The RSPCA wants more legislation for 'unregulated' professional dog walkers

by Hayley O'Keeffe

Ever see dog walkers with six, eight or even 10 dogs in tow?

Sign up to our daily newsletter

The i newsletter cut through the noise

New legislation is on the way which not only protects dogs from walkers who don’t understand dog welfare, but also lays out what dogs really need to have a happy life.

RSPCA dog welfare specialist Sam Gaines spoke about her concerns around dog walking, on a recent episode of dog guru Anna Webb’s A Dog's Life podcast.

The broadcaster and dog behaviour expert’s weekly podcast explores all aspects of modern dog ownership. Talking to scientists and experts, Anna unravels why every dog is extraordinary.

Not afraid of being slightly subversive, in episode 21 she discusses why dog walkers and doggy daycare could be a cause of many behavioural and lifestyle issues.

The dog walking industry is unregulated

Gaines explained how the 2006 Animal Welfare Act helped the RSPCA greatly, as, for the first time, it allowed the charity to intervene before cruelty has occurred.

But the charity’s head of companion animal science and policy also said that new rules are desperately needed, as the dog walking industry is currently unregulated, and is enjoying a boom.

• [Data provided]:
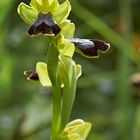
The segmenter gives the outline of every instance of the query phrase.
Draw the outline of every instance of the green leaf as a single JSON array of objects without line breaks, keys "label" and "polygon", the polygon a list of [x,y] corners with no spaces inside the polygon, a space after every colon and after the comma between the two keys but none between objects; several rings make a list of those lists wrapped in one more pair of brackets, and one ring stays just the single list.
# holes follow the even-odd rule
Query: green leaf
[{"label": "green leaf", "polygon": [[71,58],[75,52],[74,44],[63,37],[58,41],[57,48],[61,54]]},{"label": "green leaf", "polygon": [[27,23],[27,24],[32,24],[38,15],[38,12],[36,9],[33,7],[30,7],[26,5],[25,3],[21,2],[20,5],[18,6],[18,14],[20,17]]},{"label": "green leaf", "polygon": [[77,133],[74,133],[74,134],[65,136],[64,140],[81,140],[81,138]]},{"label": "green leaf", "polygon": [[66,126],[64,130],[64,136],[70,137],[77,134],[77,136],[78,135],[80,136],[79,140],[86,140],[90,129],[91,129],[91,123],[84,122],[81,119],[77,119],[70,122]]},{"label": "green leaf", "polygon": [[39,77],[39,81],[42,86],[51,86],[51,81],[48,75],[47,64],[44,62],[38,62],[36,64],[36,72]]},{"label": "green leaf", "polygon": [[76,78],[78,79],[82,74],[81,65],[76,65]]},{"label": "green leaf", "polygon": [[66,18],[69,16],[70,11],[71,11],[70,2],[66,0],[59,6],[59,8],[54,13],[52,13],[53,18],[57,21],[57,23],[60,24],[66,20]]},{"label": "green leaf", "polygon": [[69,20],[66,20],[62,24],[60,24],[61,34],[65,39],[73,38],[75,32],[75,25],[71,23]]}]

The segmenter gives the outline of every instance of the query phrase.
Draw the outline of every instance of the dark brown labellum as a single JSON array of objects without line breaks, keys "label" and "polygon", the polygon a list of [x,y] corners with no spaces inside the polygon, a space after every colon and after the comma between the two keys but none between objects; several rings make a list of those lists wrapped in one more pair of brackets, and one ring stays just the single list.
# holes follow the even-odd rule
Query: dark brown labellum
[{"label": "dark brown labellum", "polygon": [[70,41],[74,43],[77,52],[89,58],[98,57],[98,51],[105,52],[110,47],[108,43],[98,39],[73,38]]},{"label": "dark brown labellum", "polygon": [[60,32],[60,27],[52,19],[51,13],[38,15],[38,19],[34,22],[33,25],[28,30],[30,35],[38,34],[55,34],[57,35]]},{"label": "dark brown labellum", "polygon": [[27,76],[27,79],[29,80],[34,80],[34,81],[39,80],[38,74],[35,69],[25,71],[24,74]]}]

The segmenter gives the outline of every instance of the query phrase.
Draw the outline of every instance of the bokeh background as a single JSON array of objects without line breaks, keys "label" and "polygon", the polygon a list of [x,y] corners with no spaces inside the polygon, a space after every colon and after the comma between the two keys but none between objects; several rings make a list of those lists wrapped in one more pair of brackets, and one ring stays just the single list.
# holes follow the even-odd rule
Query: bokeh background
[{"label": "bokeh background", "polygon": [[[0,0],[0,140],[48,140],[51,89],[26,80],[45,61],[48,40],[31,38],[18,16],[20,0]],[[23,0],[29,3],[29,0]],[[61,0],[62,2],[62,0]],[[88,140],[140,140],[140,0],[71,0],[75,37],[111,44],[82,65],[71,120],[92,122]]]}]

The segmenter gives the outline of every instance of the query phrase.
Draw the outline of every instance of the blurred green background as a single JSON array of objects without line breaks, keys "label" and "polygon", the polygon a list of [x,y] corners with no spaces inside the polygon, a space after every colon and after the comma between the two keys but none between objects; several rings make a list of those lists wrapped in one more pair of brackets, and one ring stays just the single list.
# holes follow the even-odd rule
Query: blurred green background
[{"label": "blurred green background", "polygon": [[[0,0],[0,140],[48,140],[51,89],[26,80],[45,61],[48,40],[31,38],[18,16],[21,0]],[[23,0],[29,3],[29,0]],[[92,122],[88,140],[140,140],[140,0],[71,0],[75,37],[111,44],[82,65],[71,115]]]}]

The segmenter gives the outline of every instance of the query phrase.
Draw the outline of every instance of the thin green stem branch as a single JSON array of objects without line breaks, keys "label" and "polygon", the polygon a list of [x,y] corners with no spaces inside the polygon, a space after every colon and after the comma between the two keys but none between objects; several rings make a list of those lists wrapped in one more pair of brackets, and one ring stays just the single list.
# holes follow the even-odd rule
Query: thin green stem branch
[{"label": "thin green stem branch", "polygon": [[[132,20],[131,20],[131,1],[120,0],[120,23],[121,35],[131,44]],[[122,47],[125,44],[122,42]],[[132,47],[132,46],[128,46]],[[123,52],[118,52],[118,65],[117,65],[117,79],[118,79],[118,94],[117,105],[119,115],[121,116],[118,122],[118,132],[120,140],[131,140],[131,89],[129,87],[129,75],[131,73],[130,60]]]}]

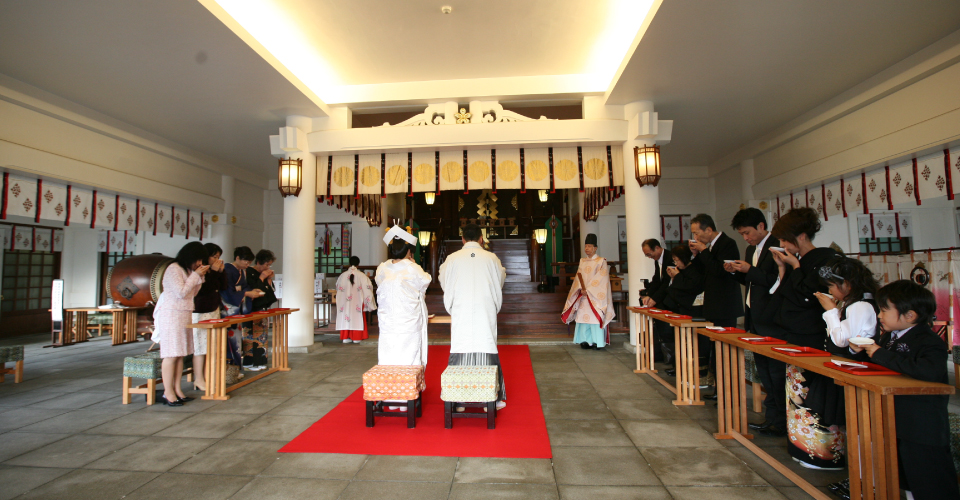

• [Tasks to complete]:
(A) List every person named in the article on professional dog walkers.
(B) Write the next part of the article on professional dog walkers, starting after its final sentence.
The listing bears no relation to the article on professional dog walkers.

• [Responses for each task]:
(A) Hayley O'Keeffe, Sam Gaines, Anna Webb

(B)
Supporting news that Department for Environment, Food and Rural Affairs (Defra) is to review the rules next year, Gaines said, “We are concerned about the lack of regulation around dog walking. In October 2018 there were new regulations that were introduced and they cover a number of different activities that involve animals in England for example dog breeding, dog boarding, dog home care etc, but unfortunately dog walkers were not included.

"But we want to see this profession regulated. In some areas, local authorities licence dog walkers, but it's a real postcode lottery and sadly there are commercial dog walkers out there who are very prepared to exploit the need for dog walking services.

"We have seen an explosion in it in recent years and more and more people are using those sorts of services.

"But you do see people who are offering to exercise too many dogs, and in conditions which don't provide for dog's welfare needs in general.

"The RSPCA is very much of the view that we need to see regulation around this part of the industry, not only to protect dog welfare, but also to give the owners the assurance that their dog is being well looked after.

"In some cases people think they are doing right by their dog, but in fact they are paying money to someone who doesn't understand dog welfare."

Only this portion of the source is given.